## Trecho fornecido
++++++++

De modo a evitar leituras açodadas, capazes de enxergar no presente texto um panfleto propagandista em prol de certas lideranças, friso que o raciocínio ora proposto poderia ser aplicado a qualquer grupo político que viesse a ser alvejado pelas sentenças acima. Até porque, caro leitor, em uma coluna como esta, destinada a comentar distorções produzidas pelo viés personalista de muitos julgadores, não faria sentido deixar de lado a preocupação com o bom funcionamento das instituições para incorrer no vício que tanto tenho criticado.

Ressalva feita, começo com uma premissa básica, cujo delineamento tem sido deturpado com o firme propósito de levar boa parte dos nossos compatriotas a banalizarem e até a demonstrarem simpatia em relação a frases como as reproduzidas acima. O que é um juiz e até onde pode ele externar, em ambiente público, suas opiniões pessoais?

Agente do Estado, o juiz togado é encarregado, segundo regras processuais de cada país, de dirimir conflitos entre partes em litígio. Contrariamente ao que ocorre em processos arbitrais, restritos à discussão de direitos patrimoniais, e onde as partes escolhem livremente os árbitros, no sistema de jurisdição estatal (onde se insere o ministro Barroso) o magistrado nada mais é senão o braço julgador do Estado, razão pela qual só pode atuar em ações envolvendo partes que com ele não apresentem vínculos emocionais, sob pena de um visível comprometimento em sua isenção.

++++++++

## Dados do exercício
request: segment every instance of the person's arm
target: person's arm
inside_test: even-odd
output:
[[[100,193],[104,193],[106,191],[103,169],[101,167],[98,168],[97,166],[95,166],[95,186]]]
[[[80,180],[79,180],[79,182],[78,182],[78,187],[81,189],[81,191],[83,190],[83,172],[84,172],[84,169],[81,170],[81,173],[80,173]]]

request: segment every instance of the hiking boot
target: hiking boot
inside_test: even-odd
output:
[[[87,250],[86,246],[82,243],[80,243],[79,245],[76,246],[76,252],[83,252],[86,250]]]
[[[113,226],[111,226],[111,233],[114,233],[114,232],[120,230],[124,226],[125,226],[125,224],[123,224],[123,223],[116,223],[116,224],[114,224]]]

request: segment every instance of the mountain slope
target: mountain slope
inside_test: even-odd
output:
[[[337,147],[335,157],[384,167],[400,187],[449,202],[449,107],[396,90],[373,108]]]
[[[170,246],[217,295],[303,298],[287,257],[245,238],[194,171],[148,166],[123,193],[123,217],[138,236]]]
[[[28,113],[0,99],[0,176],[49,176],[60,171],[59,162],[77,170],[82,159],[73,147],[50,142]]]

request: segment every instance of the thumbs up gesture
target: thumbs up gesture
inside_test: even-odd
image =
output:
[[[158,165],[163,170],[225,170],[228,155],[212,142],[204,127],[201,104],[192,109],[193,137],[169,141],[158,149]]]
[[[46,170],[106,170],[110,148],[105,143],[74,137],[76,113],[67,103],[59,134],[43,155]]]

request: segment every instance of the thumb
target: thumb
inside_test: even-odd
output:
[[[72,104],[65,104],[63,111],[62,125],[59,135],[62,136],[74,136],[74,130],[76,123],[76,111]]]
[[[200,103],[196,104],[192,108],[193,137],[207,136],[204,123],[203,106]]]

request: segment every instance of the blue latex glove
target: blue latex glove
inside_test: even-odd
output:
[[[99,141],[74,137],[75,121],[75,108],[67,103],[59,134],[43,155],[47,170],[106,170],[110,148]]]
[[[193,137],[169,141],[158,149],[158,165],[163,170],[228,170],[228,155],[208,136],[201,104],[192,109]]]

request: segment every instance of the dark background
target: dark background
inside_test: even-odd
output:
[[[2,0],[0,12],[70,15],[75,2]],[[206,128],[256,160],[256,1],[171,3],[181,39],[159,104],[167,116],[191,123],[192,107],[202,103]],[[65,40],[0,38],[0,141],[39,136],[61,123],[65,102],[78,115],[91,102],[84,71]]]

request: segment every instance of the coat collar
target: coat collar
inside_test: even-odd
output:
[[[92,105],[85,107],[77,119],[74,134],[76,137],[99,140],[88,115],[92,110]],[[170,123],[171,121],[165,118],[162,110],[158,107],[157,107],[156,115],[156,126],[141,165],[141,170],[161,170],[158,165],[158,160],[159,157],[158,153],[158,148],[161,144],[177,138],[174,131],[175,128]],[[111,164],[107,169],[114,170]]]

++++++++

## Tarefas a cumprir
- a) Reescreva a parte do trecho que começa nas palavras "De modo a evitar" e termina após "tanto tenho criticado.", trocando "panfleto propagandista" por "manifesto partidário".
- b) Coloque numa lista numerada as linhas de dados, sem as linhas em branco, começando na linha que contém "request: segment every instance of the blue" e terminando ao fim dessas linhas, com ambas as extremidades incluídas.
O trecho e as linhas de dados não têm relação entre si.

## Conjunto de respostas
- a)
De modo a evitar leituras açodadas, capazes de enxergar no presente texto um manifesto partidário em prol de certas lideranças, friso que o raciocínio ora proposto poderia ser aplicado a qualquer grupo político que viesse a ser alvejado pelas sentenças acima. Até porque, caro leitor, em uma coluna como esta, destinada a comentar distorções produzidas pelo viés personalista de muitos julgadores, não faria sentido deixar de lado a preocupação com o bom funcionamento das instituições para incorrer no vício que tanto tenho criticado.

- b)
1. request: segment every instance of the blue latex glove
2. target: blue latex glove
3. inside_test: even-odd
4. output:
5. [[[99,141],[74,137],[75,121],[75,108],[67,103],[59,134],[43,155],[47,170],[106,170],[110,148]]]
6. [[[193,137],[169,141],[158,149],[158,165],[163,170],[228,170],[228,155],[208,136],[201,104],[192,109]]]
7. request: segment every instance of the dark background
8. target: dark background
9. inside_test: even-odd
10. output:
11. [[[2,0],[0,12],[70,15],[75,2]],[[206,128],[256,160],[256,1],[171,3],[181,39],[159,104],[167,116],[191,123],[192,107],[202,103]],[[65,40],[0,38],[0,141],[39,136],[61,123],[65,102],[78,115],[91,102],[84,71]]]
12. request: segment every instance of the coat collar
13. target: coat collar
14. inside_test: even-odd
15. output:
16. [[[92,105],[85,107],[77,119],[74,134],[76,137],[99,140],[88,115],[92,110]],[[170,123],[171,121],[165,118],[162,110],[158,107],[157,107],[156,115],[156,126],[141,165],[141,170],[161,170],[158,165],[158,160],[159,157],[158,153],[158,148],[161,144],[177,138],[174,131],[175,128]],[[111,164],[107,169],[114,170]]]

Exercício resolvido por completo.